--- start Input material ---

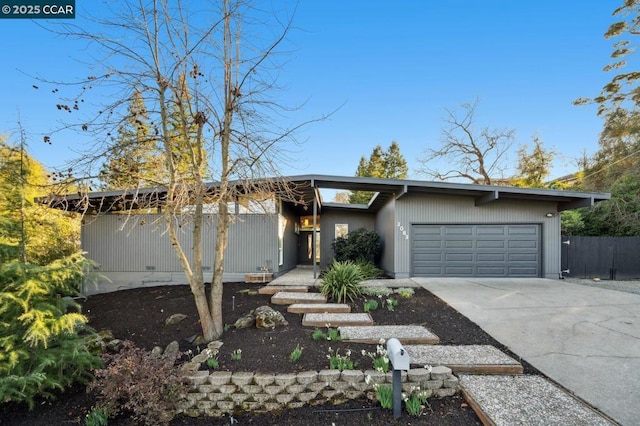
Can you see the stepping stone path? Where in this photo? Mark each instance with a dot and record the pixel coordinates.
(525, 400)
(273, 289)
(336, 320)
(497, 399)
(303, 308)
(476, 359)
(407, 334)
(289, 298)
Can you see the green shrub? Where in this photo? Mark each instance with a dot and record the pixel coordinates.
(406, 292)
(44, 341)
(296, 354)
(359, 245)
(97, 417)
(368, 270)
(384, 394)
(342, 281)
(376, 291)
(137, 383)
(370, 305)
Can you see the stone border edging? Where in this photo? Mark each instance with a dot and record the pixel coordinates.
(223, 392)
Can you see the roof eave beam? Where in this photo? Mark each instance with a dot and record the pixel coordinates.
(576, 204)
(487, 198)
(405, 191)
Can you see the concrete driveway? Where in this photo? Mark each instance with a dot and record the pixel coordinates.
(585, 338)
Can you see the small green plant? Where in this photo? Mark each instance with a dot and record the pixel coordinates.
(332, 334)
(380, 357)
(370, 305)
(213, 363)
(405, 292)
(384, 395)
(341, 362)
(319, 335)
(342, 281)
(97, 417)
(391, 304)
(376, 291)
(296, 354)
(416, 402)
(236, 355)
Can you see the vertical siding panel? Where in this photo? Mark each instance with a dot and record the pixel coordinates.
(385, 227)
(131, 244)
(442, 209)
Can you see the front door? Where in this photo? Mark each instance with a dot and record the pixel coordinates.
(305, 247)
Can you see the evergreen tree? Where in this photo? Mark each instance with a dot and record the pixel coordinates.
(395, 166)
(382, 164)
(534, 167)
(134, 160)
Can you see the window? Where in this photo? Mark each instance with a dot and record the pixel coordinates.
(342, 229)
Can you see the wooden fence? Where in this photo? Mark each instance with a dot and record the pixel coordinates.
(613, 258)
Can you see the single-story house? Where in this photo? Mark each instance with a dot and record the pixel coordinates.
(428, 229)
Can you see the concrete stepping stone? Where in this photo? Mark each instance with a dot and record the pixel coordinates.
(525, 400)
(336, 320)
(273, 289)
(407, 334)
(303, 308)
(474, 359)
(289, 298)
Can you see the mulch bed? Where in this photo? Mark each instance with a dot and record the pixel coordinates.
(139, 315)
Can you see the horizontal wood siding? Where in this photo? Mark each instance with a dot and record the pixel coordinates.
(442, 209)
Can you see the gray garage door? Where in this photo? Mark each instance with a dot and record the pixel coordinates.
(475, 250)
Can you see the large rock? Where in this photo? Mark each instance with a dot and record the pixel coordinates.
(267, 318)
(245, 321)
(175, 319)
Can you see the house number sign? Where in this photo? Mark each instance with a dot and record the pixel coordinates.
(404, 231)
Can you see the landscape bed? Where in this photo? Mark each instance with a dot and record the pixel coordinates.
(139, 315)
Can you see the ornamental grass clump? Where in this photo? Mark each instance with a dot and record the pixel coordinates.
(342, 282)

--- end Input material ---

• [Description of the task]: Every line above should be repeated exactly; pictures stay out of the copy.

• [Exercise answer]:
Can you see the stepping stone path? Where in this photo? Mark each instance with a dot and record the pixel coordinates.
(525, 400)
(273, 289)
(336, 320)
(497, 399)
(303, 308)
(476, 359)
(407, 334)
(289, 298)
Can you see the green shrub? Where in this photo? Mark each instance with a dot and record the pixel coordinates.
(406, 292)
(44, 341)
(296, 354)
(359, 245)
(97, 417)
(368, 270)
(384, 394)
(342, 281)
(376, 291)
(137, 383)
(370, 305)
Can you see the stone border edging? Where in this photo? Mark each instance with a dot and record the pixel coordinates.
(223, 392)
Can you see the roof eave beam? Where in this photo? Mark each instance with a dot and record the pixel coordinates.
(576, 204)
(487, 198)
(405, 191)
Can you see the concrete driveway? Where in this photo? Mark each instance with a dot and record the pixel coordinates.
(585, 338)
Can you see the small green plant? Where in this photo? Mark each instance with a dot and record the pixel coordinates.
(332, 334)
(380, 357)
(370, 305)
(213, 363)
(405, 292)
(384, 395)
(341, 362)
(319, 335)
(342, 281)
(97, 417)
(391, 304)
(376, 291)
(296, 354)
(416, 402)
(236, 355)
Can you see the vertical siding panel? Where in this photo? Mark each instance with a dot and record the pixel coordinates.
(385, 227)
(131, 244)
(442, 209)
Can you see the front door? Where in this photo? Mark each instance with a dot and record the pixel coordinates.
(305, 247)
Can you see the evergreen tree? Where in this photo? Mark each instance with a dot and record the pixel coordinates.
(395, 166)
(382, 164)
(534, 167)
(134, 160)
Can you see the window? Where in this photo? Mark each instance with a dot and record the pixel coordinates.
(342, 229)
Can you see the wooden fence? Where in this photo? Mark each instance with a dot and record the pixel coordinates.
(613, 258)
Can you see the single-story house? Where in this photo? Mark each instance with a dot and record the pixel coordinates.
(428, 229)
Can you see the concrete stepping stone? Where in this photo? Mark each instance with a dot and record the pixel coordinates.
(525, 400)
(336, 320)
(273, 289)
(407, 334)
(303, 308)
(474, 359)
(289, 298)
Can you see the mulch bed? Where in this photo? Mark each instance with a dot and record the pixel coordinates.
(139, 315)
Can you see the horizontal wood siding? Where in this photo? Mark each instance with a dot and record the pixel coordinates.
(442, 209)
Can you see the gray garage door? Where in this photo? Mark each instance with a dot and record the pixel coordinates.
(475, 250)
Can you see the large rock? Where in this photo? Mark each instance with a dot and record the pixel coordinates.
(267, 318)
(245, 321)
(175, 319)
Can you see the house number sign? Where in this photo? Mark each instance with a dot and record the pixel coordinates.
(404, 231)
Can you see the landscape bed? Where in this photo? Mark each instance with a dot and record the pixel coordinates.
(139, 315)
Can you see the ornamental grass clump? Where in this photo? Mark each instance with a dot and record the pixel coordinates.
(342, 282)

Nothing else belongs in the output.